>>>
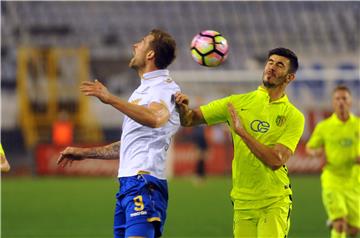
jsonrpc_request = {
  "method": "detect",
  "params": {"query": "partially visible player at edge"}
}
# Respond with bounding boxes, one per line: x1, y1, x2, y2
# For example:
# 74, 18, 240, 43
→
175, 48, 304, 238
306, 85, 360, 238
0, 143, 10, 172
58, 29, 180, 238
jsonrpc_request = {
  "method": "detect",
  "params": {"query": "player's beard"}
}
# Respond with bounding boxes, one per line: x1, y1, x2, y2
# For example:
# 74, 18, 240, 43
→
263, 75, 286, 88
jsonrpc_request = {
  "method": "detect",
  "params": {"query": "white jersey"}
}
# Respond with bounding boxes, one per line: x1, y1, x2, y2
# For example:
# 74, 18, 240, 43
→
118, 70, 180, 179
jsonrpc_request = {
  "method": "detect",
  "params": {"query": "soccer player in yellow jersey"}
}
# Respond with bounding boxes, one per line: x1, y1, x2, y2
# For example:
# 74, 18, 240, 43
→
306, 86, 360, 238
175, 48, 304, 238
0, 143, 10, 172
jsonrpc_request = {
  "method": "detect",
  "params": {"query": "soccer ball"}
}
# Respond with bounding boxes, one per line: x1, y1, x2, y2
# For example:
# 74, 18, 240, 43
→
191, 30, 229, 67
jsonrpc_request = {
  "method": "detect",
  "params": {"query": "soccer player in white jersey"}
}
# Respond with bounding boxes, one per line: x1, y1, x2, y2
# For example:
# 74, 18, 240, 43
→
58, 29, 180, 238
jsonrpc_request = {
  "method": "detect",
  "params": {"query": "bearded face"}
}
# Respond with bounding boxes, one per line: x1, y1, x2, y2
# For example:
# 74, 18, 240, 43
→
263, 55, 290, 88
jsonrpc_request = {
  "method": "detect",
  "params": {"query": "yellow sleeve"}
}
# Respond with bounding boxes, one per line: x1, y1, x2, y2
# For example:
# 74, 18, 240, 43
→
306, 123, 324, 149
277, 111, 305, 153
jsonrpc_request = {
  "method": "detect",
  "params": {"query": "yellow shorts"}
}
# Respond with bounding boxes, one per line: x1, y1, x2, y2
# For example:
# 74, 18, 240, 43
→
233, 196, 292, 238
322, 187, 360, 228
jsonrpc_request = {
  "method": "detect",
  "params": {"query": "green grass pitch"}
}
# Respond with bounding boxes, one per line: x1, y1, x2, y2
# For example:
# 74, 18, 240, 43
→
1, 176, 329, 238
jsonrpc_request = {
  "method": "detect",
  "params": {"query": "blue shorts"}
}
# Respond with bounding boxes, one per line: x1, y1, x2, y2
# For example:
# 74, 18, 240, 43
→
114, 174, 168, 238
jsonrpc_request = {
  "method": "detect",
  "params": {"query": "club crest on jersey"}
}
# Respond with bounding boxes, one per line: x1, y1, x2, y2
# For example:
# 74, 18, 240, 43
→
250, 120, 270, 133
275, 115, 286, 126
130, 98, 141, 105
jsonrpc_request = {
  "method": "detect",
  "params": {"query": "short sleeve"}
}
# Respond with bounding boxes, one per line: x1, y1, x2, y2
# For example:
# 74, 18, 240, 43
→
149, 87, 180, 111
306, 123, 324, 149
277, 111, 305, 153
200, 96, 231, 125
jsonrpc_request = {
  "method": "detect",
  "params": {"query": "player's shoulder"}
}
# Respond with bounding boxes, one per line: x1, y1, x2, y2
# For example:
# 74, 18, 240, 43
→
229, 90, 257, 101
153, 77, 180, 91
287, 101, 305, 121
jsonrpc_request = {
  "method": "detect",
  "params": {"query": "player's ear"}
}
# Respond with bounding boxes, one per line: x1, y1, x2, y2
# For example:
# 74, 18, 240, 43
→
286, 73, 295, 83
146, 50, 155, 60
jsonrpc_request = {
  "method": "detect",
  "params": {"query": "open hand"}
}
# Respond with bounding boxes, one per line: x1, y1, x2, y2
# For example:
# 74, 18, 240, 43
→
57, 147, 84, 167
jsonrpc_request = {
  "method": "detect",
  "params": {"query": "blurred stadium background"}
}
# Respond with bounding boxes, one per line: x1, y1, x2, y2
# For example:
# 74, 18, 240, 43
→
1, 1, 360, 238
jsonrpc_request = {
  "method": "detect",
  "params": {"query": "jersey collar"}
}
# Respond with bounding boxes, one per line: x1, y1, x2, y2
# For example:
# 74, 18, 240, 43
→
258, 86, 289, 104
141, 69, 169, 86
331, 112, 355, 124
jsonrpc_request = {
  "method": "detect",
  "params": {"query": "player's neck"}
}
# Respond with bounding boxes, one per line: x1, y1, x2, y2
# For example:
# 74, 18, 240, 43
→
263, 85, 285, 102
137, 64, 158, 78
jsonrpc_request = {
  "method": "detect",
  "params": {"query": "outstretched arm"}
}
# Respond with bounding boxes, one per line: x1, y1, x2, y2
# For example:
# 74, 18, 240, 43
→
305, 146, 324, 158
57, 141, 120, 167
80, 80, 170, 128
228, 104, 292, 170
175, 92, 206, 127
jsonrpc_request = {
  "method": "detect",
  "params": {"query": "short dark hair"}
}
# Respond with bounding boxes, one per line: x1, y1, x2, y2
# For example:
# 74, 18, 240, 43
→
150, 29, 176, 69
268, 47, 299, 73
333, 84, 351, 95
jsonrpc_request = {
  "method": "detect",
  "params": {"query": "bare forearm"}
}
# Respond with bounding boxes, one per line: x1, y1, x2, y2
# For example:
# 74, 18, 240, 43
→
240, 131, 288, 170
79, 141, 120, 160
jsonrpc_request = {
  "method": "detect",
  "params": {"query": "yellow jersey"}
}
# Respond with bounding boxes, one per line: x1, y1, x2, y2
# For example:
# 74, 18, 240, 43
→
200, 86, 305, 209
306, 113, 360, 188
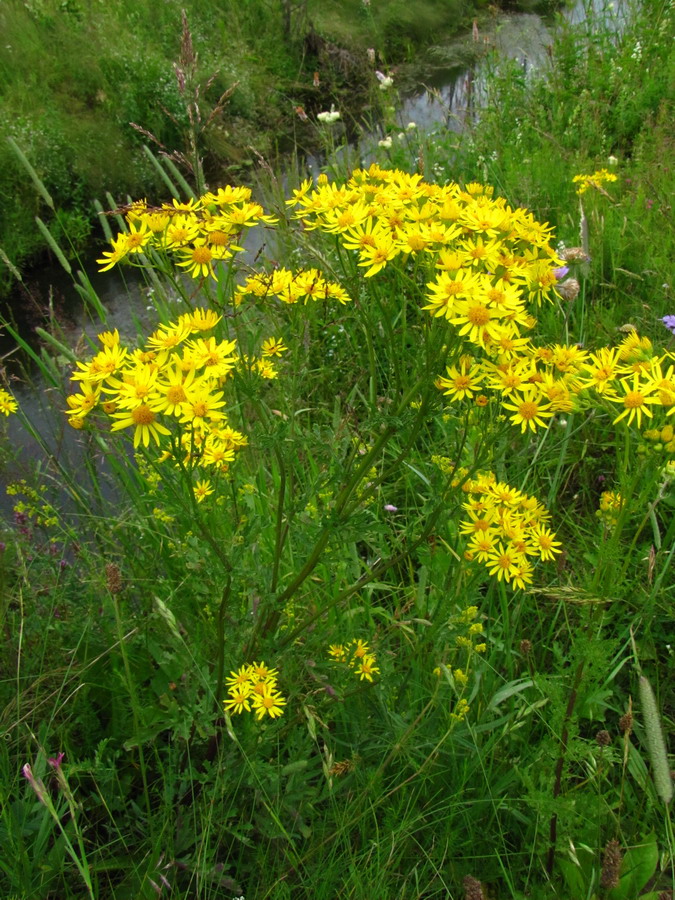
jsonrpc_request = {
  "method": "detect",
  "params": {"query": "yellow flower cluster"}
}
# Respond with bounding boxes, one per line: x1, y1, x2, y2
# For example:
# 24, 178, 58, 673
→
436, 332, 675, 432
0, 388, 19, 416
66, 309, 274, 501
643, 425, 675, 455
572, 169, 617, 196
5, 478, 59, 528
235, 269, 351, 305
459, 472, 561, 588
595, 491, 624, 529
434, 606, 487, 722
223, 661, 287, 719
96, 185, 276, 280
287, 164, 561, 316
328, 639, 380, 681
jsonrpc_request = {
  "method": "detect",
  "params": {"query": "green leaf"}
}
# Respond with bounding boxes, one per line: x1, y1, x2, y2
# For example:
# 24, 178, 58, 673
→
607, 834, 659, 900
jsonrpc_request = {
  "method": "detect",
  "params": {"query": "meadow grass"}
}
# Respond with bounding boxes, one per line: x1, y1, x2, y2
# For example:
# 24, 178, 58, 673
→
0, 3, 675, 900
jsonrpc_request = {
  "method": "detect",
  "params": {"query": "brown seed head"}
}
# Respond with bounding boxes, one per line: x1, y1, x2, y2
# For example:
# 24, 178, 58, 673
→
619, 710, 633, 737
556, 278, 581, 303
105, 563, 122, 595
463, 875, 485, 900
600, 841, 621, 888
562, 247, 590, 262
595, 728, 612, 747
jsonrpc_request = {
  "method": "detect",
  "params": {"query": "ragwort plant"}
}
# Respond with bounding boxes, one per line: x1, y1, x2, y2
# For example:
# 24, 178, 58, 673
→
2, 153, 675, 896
<<<
>>>
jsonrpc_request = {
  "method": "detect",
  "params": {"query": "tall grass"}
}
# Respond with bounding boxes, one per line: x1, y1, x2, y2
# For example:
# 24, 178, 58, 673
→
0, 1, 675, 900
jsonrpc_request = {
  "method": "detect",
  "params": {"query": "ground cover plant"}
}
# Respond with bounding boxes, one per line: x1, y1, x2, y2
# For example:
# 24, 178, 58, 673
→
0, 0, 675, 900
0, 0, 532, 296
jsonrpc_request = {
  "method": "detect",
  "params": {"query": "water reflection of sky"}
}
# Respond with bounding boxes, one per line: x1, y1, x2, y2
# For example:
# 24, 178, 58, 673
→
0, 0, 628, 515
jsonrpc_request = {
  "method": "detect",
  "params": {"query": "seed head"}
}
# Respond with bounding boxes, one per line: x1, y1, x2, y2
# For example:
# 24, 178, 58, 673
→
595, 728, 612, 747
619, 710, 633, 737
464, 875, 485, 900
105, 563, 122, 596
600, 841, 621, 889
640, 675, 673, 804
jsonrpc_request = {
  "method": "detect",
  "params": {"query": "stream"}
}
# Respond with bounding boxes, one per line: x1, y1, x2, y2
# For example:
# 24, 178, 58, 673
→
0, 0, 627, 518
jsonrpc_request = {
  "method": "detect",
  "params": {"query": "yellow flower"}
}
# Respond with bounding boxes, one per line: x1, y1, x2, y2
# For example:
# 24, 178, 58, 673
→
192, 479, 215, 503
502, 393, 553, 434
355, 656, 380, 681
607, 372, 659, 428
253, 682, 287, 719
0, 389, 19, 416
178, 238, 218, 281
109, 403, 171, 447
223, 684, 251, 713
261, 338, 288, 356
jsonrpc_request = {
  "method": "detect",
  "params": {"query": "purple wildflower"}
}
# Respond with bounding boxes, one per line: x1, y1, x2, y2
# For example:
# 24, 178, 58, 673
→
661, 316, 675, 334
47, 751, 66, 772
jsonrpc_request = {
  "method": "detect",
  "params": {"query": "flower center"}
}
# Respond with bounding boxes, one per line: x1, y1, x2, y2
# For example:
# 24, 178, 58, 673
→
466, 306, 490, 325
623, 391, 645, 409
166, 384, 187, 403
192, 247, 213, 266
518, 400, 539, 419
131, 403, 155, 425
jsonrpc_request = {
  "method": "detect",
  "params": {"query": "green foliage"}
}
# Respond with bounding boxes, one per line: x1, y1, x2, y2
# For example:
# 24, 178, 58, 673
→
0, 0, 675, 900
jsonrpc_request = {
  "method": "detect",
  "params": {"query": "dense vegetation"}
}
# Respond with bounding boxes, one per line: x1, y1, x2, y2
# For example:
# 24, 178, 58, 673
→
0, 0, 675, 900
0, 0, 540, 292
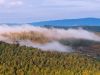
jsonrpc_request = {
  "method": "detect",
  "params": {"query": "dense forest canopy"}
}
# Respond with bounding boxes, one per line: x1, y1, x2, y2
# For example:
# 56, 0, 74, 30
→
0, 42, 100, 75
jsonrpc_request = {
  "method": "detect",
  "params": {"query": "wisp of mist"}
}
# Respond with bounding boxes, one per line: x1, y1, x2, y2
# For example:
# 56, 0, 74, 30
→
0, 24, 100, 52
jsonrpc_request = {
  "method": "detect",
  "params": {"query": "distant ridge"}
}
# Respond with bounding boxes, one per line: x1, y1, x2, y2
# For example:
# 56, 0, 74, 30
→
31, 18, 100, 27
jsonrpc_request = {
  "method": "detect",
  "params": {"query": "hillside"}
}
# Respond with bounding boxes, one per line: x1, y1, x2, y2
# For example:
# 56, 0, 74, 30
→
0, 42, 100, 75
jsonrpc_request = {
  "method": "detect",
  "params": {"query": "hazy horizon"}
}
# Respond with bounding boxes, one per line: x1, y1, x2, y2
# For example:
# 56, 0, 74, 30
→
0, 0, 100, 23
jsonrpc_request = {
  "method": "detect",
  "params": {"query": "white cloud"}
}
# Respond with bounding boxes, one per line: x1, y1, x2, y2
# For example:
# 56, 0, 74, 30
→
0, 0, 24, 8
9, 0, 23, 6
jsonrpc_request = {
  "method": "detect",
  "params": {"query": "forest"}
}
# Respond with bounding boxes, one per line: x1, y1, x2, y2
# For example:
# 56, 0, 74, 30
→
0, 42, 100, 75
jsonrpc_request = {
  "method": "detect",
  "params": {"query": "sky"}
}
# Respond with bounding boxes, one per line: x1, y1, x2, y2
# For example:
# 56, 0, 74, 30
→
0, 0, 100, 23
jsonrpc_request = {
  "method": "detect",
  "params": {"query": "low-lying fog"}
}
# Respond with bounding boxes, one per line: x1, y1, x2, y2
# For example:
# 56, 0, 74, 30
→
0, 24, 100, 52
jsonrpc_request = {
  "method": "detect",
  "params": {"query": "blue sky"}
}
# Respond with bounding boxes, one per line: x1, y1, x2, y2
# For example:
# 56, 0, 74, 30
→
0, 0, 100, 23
<<<
>>>
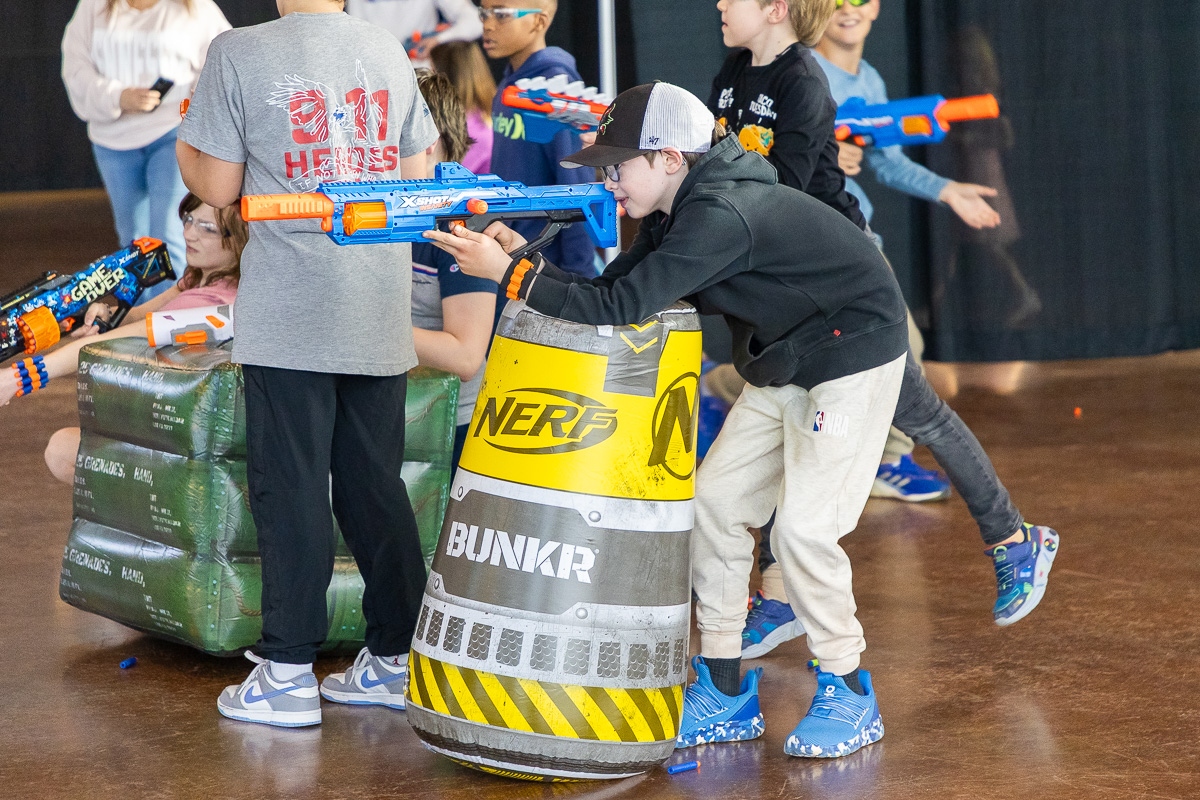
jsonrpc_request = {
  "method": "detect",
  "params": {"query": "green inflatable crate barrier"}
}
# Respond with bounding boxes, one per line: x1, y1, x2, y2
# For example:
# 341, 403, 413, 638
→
<<<
[The request]
Extract each line of the material above that contains the string "white", copying every such line in full.

[Answer to this task]
  "params": {"query": "white jersey"}
  "params": {"query": "soccer player in white jersey"}
  "params": {"query": "white cloud"}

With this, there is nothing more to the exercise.